> Übungsaufgaben
a. In welchem Jahr wurde das Kriegstagebuch von Herbert Sulzbach laut dem Text über ihn veröffentlicht?
b. Schreibe den Text über Herbert Sulzbach ab seinem letzten Satz weiter.

---------- Textauszug ----------

Geschichte

Offizier der Reeducation

Dass ich das Glück hatte, Herbert Sulzbach als persönlichen Freund gehabt zu haben, das macht mich heute noch froh und stolz», sagt Engelbert Hoppe, 87 Jahre alt. Kennengelernt hatten sich die beiden 1946 in einem nordenglischen Kriegsgefangenenlager – der katholische Rheinländer Hoppe als Internierter, der jüdische Frankfurter Sulzbach als Offizier der britischen Armee.

Hier im Camp Featherstone Park war Herbert Sulzbach der Motor des «Reeducation Programme» für deutsche Kriegsgefangene, machte aus der «Umerziehung» Versöhnung und ehemalige Feinde zu Freunden. Später setzte er sich als Kulturattaché an der westdeutschen Botschaft für die deutsch-britische Annäherung ein. Er wurde unter anderem mit dem Großen Bundesverdienstkreuz und dem Order of the British Empire ausgezeichnet.

Kriegsdienst Geboren 1894, wuchs Sulzbach in einer wenig religiösen Bankiersfamilie in Frankfurt am Main auf. Sein Großvater gehörte zu den Gründern der Deutschen Bank. Nach einer humanistisch geprägten Erziehung trat der Enkel zunächst in die Familienbank ein, meldete sich aber 1914 freiwillig zum Kriegsdienst. Als er 1918 mit dem Eisernen Kreuz 1. und 2. Klasse zurückkehrte, hatte er ein Tagebuch mit Kriegserlebnissen im Gepäck. Diese Aufzeichnungen wurden 1935 veröffentlicht.

«Sein Tagebuch zeigt ihn als einen stolzen, mutigen und patriotischen Soldaten, der nicht nur ein sehr fähiger Offizier war, sondern vor allem ein absoluter Idealist und Optimist», so die britische Historikerin und Sulzbach-Biografin Ainslie Hepburn. Diese Eigenschaften machten ausgerechnet den Juden Sulzbach zum Vorbild für Hitlers Soldaten. Noch kurz vor Kriegsende wurde sein Buch vom Oberkommando der Wehrmacht an die letzten «Verteidiger des Reiches» ausgegeben, um deren Kampfmoral zu stärken.

1920 übernahm Herbert Sulzbach in Neubabelsberg bei Potsdam die Leitung einer Papierfabrik. Er lernte Beate Scherk kennen, eine damals bekannte Theater- und Filmschauspielerin. Scherk war eine Nichte des Komponisten und Dirigenten Otto Klemperer. 1923 heirateten die beiden und führten bis in die 30er-Jahre ein angenehmes Leben mit Kontakten zur Berliner Bohème. 1938 hielten sie den Repressionen durch die Nazis jedoch nicht mehr stand und flohen nach England.

---------- Gespeicherte Daten ----------

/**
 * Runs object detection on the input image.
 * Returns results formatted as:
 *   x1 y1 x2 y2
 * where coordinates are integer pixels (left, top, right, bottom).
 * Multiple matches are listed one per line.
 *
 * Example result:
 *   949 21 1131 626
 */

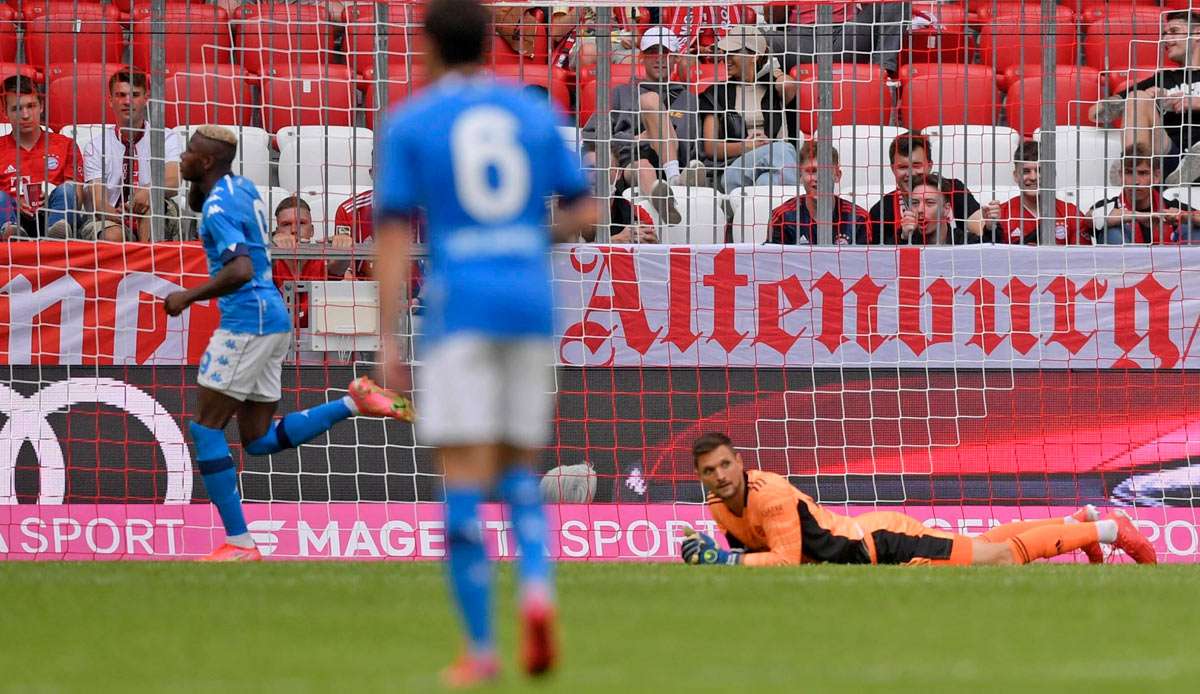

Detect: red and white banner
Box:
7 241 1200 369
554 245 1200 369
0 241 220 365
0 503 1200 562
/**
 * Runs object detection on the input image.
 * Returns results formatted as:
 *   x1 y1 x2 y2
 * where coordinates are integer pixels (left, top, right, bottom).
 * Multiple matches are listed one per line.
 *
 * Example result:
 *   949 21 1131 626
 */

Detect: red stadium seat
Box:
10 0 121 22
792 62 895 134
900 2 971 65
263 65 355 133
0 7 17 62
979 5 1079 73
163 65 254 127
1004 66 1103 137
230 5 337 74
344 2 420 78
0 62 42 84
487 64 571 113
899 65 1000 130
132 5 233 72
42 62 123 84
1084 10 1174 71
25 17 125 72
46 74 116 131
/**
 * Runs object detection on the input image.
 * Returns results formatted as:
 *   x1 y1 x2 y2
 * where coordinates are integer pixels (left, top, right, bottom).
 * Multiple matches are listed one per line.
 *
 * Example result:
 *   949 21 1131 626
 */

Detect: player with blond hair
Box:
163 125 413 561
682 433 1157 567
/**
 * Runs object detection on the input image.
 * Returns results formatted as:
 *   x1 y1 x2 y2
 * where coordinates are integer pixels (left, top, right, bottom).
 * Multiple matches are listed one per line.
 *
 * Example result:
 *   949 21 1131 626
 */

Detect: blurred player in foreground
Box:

----------
---------- Gespeicherte Daten ----------

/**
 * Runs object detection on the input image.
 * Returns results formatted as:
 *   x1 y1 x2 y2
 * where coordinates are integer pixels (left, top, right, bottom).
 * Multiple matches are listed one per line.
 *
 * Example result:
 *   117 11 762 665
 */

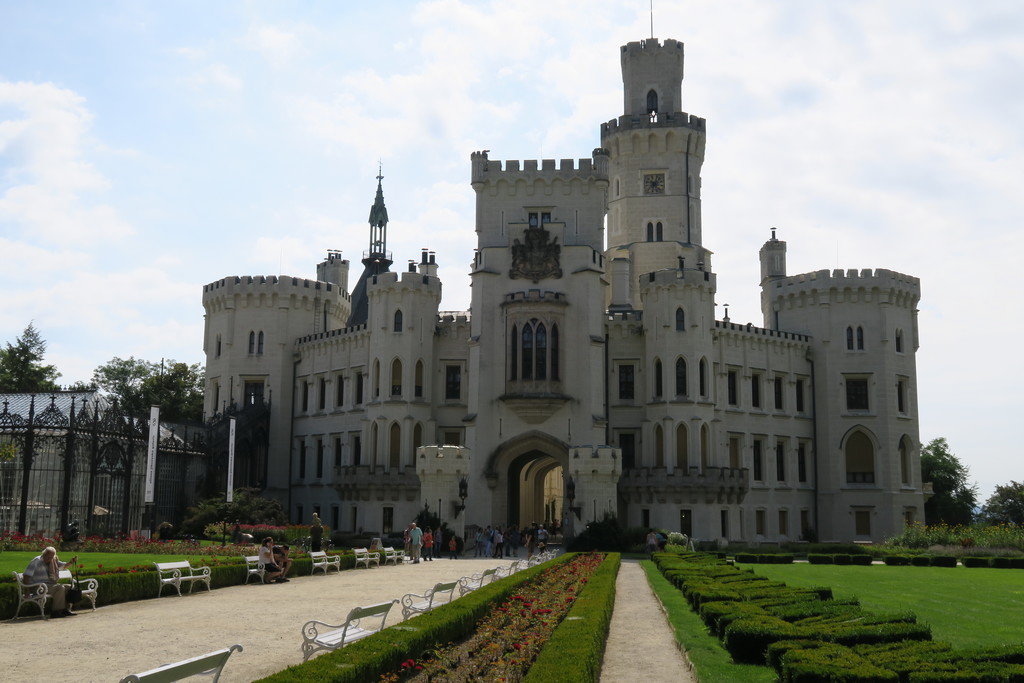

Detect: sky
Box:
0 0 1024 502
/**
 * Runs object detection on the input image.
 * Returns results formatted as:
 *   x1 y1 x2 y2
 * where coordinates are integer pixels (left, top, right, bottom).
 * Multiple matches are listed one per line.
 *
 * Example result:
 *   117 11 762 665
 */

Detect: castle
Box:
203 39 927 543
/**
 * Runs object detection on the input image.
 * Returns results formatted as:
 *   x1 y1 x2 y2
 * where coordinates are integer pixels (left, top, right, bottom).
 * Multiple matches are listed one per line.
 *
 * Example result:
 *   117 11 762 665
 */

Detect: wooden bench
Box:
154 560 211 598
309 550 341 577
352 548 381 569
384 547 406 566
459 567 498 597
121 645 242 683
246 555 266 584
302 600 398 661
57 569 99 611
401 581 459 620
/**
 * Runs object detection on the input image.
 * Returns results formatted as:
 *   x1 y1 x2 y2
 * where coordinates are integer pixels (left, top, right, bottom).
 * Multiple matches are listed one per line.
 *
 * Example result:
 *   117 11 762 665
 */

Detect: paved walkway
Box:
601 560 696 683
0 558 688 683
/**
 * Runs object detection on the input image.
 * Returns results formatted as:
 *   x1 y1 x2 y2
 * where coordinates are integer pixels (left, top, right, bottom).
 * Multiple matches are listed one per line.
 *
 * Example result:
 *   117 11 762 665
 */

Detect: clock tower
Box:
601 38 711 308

----------

> Ergebnisse der Aufgaben
a. 1935

b.
Zwei Jahre später trat Sulzbach in die britische Armee ein. Als sich bis Anfang 1945 immer mehr Lager mit deutschen Kriegsgefangenen füllten, berief man ihn als Übersetzer in das Lager Comrie in Schottland. Hier gelang es ihm, Zugang zu den verbitterten und frustrierten Deutschen zu gewinnen. Rigoros konfrontierte er sie mit den Verbrechen des Naziregimes, trat ihnen aber gleichzeitig mit Respekt und Verständnis entgegen. Seine eigenen Erfahrungen als Soldat kamen ihm dabei zu Hilfe, sein humanistisches Weltbild, sein Optimismus und nicht zuletzt seine ungewöhnlichen kommunikativen Fähigkeiten.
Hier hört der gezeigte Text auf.